Set problem 1> Give only the number of lines in the records below that contain the word "black". Case counts.
=====
6 Ways You Can Use Evernote To Dominate Your Classes

During my first year in college, I discovered – among many other things – an amazing app called Evernote.

It would only be slightly hyperbolic to say that Evernote is my second brain. Sure, it’s lacking in neurons and glia – but more than any other app or system, Evernote serves as an ultimate repository for information I want to remember.

Evernote is almost always open on my computer, and it’s a frequently visited app on my phone as well. I use it for everything – brainstorming and writing new articles, developing questions for podcast guests, keeping software licenses, tracking lists of Magic cards, etc.

In school, Evernote was just as indispensable as it is now – and today I’m going to show you six ways I used it to make my classes easier.

1. Take Fast, Organized Notes on Your Laptop

The paper vs. laptop debate has raged on for years, and will probably never stop as long as paper still exists…

…but when all paper notebooks are engulfed in flames someday, while my notes are in the cloud with triple-redundant backups on servers in Argentina, the moon, and 8721 AMOS (possibly my favorite asteroid, but I’m pretty fickle with my minor celestial body favoritism), I will have the last laugh.

In all seriousness, though, taking notes was the main use I had for Evernote while in school. Since I can type a lot faster than I can write, I was able to take detailed, high-quality notes on my laptop in the classes where I actually cared to take them.

Getting good at the keyboard shortcuts (here’s a giant list of them) means you can quickly created nested lists, bold or italicize key terms, and structure your notes easily on the fly. It also means that your notes stay nice and legible for the entire duration of your class. I don’t know about you, but when I hand-write my notes, they tend to degrade in quality over time.

Keeping your notes in Evernote will also help you keep them much more organized and searchable. If you just take notes in Word or another text editor, you end up with either one obnoxiously long note for your entire class, or a bunch of unwieldy files that have to be named and organized manually.
=====
Set problem 2> Reproduce the passage of the Evernote article above starting with "Getting good at" and going on through "and organized manually.", updated so that "legible" is replaced by "readable".

Point placement records:
=====
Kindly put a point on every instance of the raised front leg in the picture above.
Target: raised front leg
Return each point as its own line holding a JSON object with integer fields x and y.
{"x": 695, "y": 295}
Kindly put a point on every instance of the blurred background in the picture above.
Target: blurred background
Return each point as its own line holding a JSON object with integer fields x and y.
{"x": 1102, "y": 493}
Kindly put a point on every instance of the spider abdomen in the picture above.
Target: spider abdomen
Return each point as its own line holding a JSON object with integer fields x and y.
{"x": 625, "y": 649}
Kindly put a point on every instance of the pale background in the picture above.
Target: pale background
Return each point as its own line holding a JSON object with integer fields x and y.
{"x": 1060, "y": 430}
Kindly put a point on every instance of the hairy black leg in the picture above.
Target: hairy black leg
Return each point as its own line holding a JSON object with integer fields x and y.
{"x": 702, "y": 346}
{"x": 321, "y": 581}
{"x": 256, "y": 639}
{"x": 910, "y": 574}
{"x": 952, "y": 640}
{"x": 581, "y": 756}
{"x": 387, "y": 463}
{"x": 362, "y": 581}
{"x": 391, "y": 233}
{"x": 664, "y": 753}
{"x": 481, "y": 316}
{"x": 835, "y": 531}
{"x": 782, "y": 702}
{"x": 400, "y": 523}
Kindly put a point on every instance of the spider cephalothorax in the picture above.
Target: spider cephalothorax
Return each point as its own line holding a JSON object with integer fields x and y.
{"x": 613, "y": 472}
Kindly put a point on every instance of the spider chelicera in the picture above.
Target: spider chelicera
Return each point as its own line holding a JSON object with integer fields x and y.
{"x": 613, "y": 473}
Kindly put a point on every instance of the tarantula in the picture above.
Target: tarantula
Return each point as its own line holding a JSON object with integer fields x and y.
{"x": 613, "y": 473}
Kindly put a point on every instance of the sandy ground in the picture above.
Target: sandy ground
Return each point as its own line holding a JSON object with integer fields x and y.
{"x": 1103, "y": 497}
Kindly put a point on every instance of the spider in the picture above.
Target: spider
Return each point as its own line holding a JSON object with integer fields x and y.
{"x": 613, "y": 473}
=====
Complete response 1> 2

Complete response 2>
Getting good at the keyboard shortcuts (here’s a giant list of them) means you can quickly created nested lists, bold or italicize key terms, and structure your notes easily on the fly. It also means that your notes stay nice and readable for the entire duration of your class. I don’t know about you, but when I hand-write my notes, they tend to degrade in quality over time.

Keeping your notes in Evernote will also help you keep them much more organized and searchable. If you just take notes in Word or another text editor, you end up with either one obnoxiously long note for your entire class, or a bunch of unwieldy files that have to be named and organized manually.